## SELECTED EXCERPT

Unique designs? While supermarkets have pretty much always been box stores, many earlier models sported massive clear-glass fronts, barrel-vault roofs, and other distinguishing features that are rarely employed today.
“I enjoy driving to different areas, and by my mid-20s I had a car in good enough shape to go on long-distance trips. Eventually I incorporated department stores, especially older downtown ones, since they often have the longest history, then finally drugstores.” Austin covers all of New Jersey, the northern half of Delaware, and northeast and central Pennsylvania, which, if you know this part of the country, is a heck of a lot of stores.
I asked him if he saw his work as “doing history,” or simply as satisfying a personal interest.
“While driving around and taking pictures is a hobby for me, it’s important history to other people. If you look at some of my oldest pictures from 10 years ago, many of them have changed, or in some cases the buildings are gone altogether; what was the present then is history now. I try to get pics of something I know might be changing soon.” He notes that he began photographing Rite-Aid stores more heavily following a deal in which many were converted to Walgreens. Which was a good segue into my next question, going back to that bit of trivia about drug stores and supermarket sizes.

## TASK A
Print the part of the passage on photographing old stores starting at "I asked him" and ending at "and supermarket sizes.".
## TASK B
Carry on the passage about photographing old stores from its last sentence.

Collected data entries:
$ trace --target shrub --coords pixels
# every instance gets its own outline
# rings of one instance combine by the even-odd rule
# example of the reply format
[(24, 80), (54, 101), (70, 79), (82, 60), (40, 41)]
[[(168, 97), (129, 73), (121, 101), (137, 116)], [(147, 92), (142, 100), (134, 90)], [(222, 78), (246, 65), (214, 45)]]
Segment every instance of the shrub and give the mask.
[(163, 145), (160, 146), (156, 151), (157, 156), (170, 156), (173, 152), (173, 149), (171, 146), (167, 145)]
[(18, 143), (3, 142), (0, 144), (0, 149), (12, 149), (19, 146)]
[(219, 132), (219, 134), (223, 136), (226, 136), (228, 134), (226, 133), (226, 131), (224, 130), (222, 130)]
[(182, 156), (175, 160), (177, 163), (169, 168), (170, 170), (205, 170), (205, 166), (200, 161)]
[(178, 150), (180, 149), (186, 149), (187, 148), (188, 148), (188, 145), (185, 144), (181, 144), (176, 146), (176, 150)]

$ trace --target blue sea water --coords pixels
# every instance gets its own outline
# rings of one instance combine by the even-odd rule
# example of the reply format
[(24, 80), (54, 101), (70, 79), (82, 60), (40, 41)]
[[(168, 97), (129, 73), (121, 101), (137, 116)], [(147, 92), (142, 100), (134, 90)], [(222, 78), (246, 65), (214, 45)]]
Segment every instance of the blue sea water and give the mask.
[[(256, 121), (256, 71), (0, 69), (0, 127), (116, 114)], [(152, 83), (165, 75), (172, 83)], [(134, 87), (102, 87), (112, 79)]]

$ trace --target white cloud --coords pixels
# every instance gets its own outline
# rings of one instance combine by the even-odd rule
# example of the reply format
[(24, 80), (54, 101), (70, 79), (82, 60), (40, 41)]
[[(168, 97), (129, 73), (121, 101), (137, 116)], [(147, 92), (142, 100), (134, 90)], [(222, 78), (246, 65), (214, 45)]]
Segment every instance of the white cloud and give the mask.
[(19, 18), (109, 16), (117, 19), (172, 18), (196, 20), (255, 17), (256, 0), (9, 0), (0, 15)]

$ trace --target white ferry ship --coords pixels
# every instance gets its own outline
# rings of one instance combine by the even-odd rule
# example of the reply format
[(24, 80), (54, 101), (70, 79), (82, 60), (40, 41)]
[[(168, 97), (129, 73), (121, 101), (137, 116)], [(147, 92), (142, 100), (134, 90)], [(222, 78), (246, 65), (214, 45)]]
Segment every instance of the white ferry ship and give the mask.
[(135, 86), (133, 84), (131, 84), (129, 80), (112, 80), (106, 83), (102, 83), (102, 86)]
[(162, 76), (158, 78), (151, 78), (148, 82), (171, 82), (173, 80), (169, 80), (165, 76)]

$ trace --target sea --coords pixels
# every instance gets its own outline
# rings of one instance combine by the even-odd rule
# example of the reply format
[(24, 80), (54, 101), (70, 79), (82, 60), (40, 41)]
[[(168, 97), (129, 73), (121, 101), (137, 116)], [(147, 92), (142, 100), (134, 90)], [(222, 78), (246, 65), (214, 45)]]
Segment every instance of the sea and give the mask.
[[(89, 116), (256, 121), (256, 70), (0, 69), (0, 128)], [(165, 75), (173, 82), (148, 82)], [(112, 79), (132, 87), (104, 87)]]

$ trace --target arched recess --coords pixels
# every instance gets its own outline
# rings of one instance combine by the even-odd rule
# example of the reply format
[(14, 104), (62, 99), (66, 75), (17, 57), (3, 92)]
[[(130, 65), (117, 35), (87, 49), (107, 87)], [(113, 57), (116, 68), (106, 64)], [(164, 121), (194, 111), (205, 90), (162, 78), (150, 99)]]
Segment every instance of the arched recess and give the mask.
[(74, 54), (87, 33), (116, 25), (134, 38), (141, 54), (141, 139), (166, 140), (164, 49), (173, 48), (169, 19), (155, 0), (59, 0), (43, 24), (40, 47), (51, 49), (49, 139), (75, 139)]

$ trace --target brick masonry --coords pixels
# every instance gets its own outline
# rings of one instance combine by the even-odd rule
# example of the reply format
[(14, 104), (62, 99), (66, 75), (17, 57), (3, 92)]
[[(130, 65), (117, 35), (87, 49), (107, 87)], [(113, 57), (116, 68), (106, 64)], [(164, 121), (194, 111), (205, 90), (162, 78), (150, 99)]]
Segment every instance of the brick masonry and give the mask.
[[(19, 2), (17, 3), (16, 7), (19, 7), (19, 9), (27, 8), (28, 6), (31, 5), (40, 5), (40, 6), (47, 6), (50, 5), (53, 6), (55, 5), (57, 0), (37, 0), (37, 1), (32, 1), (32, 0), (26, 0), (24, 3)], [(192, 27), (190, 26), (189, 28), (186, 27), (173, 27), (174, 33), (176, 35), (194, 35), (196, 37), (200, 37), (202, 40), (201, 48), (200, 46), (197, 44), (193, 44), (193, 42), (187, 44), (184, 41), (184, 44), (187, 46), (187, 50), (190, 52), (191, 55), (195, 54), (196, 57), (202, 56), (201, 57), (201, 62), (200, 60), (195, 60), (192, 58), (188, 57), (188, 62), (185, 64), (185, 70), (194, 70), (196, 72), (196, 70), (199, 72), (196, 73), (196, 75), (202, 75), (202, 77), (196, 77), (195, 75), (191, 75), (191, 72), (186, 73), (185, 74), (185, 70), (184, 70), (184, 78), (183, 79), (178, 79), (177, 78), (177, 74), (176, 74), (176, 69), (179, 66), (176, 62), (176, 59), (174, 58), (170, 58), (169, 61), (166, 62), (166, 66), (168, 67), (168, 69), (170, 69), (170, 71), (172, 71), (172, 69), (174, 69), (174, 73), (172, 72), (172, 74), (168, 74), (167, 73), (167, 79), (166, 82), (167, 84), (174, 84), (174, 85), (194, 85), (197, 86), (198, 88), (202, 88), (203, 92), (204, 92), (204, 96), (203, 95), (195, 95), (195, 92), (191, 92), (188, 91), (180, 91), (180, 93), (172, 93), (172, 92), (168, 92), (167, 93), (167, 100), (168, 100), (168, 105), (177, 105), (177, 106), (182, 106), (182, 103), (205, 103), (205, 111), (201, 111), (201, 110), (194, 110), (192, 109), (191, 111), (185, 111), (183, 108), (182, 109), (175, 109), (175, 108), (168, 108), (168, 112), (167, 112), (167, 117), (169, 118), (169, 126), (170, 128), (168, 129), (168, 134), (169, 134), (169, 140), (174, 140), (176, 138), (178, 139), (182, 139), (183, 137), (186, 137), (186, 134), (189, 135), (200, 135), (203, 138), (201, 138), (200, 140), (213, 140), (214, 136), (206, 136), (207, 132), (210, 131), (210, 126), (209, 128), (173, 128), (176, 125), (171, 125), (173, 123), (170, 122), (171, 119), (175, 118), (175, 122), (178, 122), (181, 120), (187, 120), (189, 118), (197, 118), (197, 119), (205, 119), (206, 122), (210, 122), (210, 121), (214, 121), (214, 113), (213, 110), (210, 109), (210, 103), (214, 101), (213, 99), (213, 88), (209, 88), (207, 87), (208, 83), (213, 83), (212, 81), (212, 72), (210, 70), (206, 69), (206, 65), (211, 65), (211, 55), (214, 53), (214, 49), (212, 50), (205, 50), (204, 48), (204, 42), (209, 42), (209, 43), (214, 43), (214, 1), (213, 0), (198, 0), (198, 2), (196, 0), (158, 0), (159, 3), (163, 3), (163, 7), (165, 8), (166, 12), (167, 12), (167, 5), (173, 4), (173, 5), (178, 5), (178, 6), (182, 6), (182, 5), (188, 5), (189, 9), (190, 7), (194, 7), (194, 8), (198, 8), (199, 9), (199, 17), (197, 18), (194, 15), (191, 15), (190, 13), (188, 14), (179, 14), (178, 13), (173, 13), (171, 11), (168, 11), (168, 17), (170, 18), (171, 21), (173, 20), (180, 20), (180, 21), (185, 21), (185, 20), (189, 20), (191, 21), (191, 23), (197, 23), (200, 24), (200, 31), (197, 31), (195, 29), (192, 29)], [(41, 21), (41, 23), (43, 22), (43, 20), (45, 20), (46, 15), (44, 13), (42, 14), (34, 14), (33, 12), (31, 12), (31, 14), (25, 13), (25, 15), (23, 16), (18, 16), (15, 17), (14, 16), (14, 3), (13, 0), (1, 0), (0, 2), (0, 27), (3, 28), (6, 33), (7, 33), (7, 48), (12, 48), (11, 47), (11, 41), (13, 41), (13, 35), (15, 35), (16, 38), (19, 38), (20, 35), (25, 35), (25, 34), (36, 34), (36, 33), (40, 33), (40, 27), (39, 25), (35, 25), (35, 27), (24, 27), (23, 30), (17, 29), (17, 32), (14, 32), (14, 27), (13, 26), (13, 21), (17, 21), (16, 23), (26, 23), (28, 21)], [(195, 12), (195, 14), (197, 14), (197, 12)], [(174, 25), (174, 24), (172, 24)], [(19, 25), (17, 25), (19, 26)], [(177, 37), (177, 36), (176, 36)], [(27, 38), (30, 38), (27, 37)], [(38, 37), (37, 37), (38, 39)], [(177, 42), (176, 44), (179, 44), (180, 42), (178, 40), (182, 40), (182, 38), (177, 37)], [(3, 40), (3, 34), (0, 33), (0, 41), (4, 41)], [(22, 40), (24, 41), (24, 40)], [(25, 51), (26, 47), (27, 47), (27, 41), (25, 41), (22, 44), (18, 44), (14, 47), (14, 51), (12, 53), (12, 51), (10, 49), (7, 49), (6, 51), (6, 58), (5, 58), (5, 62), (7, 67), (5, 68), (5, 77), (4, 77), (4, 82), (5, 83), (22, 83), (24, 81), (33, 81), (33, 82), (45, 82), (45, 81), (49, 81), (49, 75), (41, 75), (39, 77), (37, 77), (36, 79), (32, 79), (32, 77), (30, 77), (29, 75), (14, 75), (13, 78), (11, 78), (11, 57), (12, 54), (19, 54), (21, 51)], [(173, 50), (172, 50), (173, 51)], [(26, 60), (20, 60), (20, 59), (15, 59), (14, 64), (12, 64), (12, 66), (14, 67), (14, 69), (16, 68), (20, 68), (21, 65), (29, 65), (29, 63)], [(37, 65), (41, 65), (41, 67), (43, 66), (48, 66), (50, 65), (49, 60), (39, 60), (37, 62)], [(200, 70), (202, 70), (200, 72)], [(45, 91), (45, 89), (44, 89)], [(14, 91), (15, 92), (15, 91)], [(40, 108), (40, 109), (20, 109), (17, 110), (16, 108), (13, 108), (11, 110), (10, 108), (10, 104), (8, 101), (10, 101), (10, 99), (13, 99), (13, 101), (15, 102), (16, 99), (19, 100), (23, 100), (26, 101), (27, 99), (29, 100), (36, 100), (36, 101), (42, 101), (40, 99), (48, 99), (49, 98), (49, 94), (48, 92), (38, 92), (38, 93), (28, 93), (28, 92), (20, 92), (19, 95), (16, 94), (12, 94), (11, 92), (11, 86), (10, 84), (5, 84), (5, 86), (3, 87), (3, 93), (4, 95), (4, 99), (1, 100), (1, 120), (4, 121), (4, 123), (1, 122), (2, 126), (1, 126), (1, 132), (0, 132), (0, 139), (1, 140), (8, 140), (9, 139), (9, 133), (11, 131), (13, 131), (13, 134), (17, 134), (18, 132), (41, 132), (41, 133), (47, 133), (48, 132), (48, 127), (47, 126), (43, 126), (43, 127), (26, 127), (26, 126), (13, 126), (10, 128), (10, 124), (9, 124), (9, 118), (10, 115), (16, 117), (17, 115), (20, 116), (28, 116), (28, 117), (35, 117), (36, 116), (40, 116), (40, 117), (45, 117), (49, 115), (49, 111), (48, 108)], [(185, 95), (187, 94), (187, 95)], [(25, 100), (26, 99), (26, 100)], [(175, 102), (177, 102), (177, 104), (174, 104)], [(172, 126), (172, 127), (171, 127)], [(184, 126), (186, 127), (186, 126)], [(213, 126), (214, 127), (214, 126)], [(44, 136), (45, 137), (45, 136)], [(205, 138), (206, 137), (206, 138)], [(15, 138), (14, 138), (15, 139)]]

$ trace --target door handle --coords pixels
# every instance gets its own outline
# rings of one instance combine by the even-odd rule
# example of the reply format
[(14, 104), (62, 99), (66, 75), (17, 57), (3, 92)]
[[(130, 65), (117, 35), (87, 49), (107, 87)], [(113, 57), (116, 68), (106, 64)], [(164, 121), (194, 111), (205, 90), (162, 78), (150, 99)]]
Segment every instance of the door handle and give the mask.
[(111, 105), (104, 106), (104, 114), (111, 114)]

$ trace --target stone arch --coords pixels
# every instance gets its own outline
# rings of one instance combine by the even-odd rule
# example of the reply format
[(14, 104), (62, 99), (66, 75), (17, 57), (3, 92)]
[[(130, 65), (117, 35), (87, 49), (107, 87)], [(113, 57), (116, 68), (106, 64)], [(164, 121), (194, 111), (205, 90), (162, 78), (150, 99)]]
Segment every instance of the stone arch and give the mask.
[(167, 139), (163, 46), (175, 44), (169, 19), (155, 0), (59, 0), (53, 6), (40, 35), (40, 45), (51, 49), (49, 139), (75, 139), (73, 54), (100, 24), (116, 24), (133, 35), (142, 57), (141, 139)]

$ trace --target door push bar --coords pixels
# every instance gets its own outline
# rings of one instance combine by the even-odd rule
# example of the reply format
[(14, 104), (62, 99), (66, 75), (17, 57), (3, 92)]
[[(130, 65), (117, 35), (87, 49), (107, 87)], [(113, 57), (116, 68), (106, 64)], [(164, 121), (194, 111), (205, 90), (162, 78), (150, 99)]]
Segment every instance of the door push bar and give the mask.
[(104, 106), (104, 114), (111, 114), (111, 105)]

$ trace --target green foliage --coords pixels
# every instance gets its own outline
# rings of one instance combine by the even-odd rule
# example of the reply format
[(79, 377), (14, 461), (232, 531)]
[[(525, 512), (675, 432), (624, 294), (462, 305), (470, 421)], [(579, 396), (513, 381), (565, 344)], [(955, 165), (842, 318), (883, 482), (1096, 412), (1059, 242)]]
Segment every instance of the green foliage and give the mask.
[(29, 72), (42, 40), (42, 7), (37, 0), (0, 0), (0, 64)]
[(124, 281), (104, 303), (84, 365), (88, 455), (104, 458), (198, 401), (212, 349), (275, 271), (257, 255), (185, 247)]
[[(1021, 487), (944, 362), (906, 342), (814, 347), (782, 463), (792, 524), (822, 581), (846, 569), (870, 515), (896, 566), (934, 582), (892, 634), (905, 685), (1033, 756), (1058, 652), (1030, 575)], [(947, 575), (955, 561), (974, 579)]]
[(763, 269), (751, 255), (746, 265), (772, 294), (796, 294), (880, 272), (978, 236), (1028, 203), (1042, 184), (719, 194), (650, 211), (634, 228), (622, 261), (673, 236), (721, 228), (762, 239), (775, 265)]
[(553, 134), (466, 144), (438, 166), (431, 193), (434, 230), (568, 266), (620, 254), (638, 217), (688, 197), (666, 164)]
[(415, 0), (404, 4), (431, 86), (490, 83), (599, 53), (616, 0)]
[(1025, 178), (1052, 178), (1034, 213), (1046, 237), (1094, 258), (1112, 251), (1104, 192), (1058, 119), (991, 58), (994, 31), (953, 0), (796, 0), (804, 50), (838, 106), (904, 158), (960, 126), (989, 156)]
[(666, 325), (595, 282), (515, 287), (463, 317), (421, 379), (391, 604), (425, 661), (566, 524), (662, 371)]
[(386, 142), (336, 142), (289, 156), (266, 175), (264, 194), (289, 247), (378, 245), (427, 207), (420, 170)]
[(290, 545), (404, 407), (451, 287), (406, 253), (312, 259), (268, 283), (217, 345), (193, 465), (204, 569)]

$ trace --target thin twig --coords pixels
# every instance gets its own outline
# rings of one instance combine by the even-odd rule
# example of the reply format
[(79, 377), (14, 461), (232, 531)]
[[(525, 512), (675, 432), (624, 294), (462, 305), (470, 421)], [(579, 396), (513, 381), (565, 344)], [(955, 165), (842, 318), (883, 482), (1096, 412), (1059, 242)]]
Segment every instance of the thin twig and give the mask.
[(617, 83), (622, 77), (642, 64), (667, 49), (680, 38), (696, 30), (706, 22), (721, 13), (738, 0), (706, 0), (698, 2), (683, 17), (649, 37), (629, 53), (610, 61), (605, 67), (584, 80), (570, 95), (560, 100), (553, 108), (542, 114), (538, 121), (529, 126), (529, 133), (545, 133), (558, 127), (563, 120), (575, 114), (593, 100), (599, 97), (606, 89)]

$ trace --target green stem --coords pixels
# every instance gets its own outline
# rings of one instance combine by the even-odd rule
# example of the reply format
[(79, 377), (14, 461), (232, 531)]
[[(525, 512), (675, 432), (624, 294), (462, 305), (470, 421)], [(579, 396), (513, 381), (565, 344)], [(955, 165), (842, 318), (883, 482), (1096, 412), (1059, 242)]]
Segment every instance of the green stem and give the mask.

## YOUR RESPONSE A
I asked him if he saw his work as “doing history,” or simply as satisfying a personal interest.
“While driving around and taking pictures is a hobby for me, it’s important history to other people. If you look at some of my oldest pictures from 10 years ago, many of them have changed, or in some cases the buildings are gone altogether; what was the present then is history now. I try to get pics of something I know might be changing soon.” He notes that he began photographing Rite-Aid stores more heavily following a deal in which many were converted to Walgreens. Which was a good segue into my next question, going back to that bit of trivia about drug stores and supermarket sizes.

## YOUR RESPONSE B
“That was one of the first things I noticed,” he says. “Drugstores move into old supermarkets, and supermarkets will move into old department stores. For example the K-Mart in Burlington, New Jersey—it’s now a Shoprite. Even chains that were intended to be smaller than the usual grocery store, like Whole Foods, are still moving into larger locations by their standards.”
For me anyway, these disparate, particular examples of supersizing track the gradual supersizing of American consumerism, and the increasing scale of retail in general. This fine-grained work makes those larger trends easier to discern. (Is there any real reason for this gradual supersizing? beyond “Because we can”? What, by the way, will vacant Costcos, Walmart Supercenters, and Wegmans supermarkets become? Miniature Amazon warehouses? Giant expo centers?)
I asked Austin if he thought any of this stuff deserved historic preservation.
He notes that the suburbs, often passed over in preservation discussions, contain some distinctive styles which may deserve to be considered historical. “I think it depends on the design of the building,” he explains. “In Philadelphia they're trying to have the former Penn Fruit building on Frankford Ave. zoned as historical because of its arched design.” Whatever the aesthetics of such a building—many would welcome the bulldozers—it is certainly not going to be built again.
Of course, the nature of “history” is shifting, and the future may wish we had saved those arched-roof supermarkets. Austin adds, “It seems like the cutoff right now is the early ’50s; anything built after that is considered disposable, but that time frame will most likely change over time: by the 2030s we might consider the ’60s and ’70s historical.”
Follow Josh Austin on Flickr here.
The change in supermarket sizes is really interesting. I like Trader Joe's, because it's so small. There's a phrase in Italian: "Città a misura d'uomo" which means a city that is scaled to human capacity—you can walk from one side to the other. I feel like TJ's and other small stores are also "human scaled"
I hadn't heard of Penn Fruit. I looked it up, and it reminded me of the Safeway at 116 University Blvd W, Silver Spring, MD 20901, which I have been past, and in front of, but never inside. Satellite view seems to indicate that it might just be a facade and the rest is diagonal. Unclear.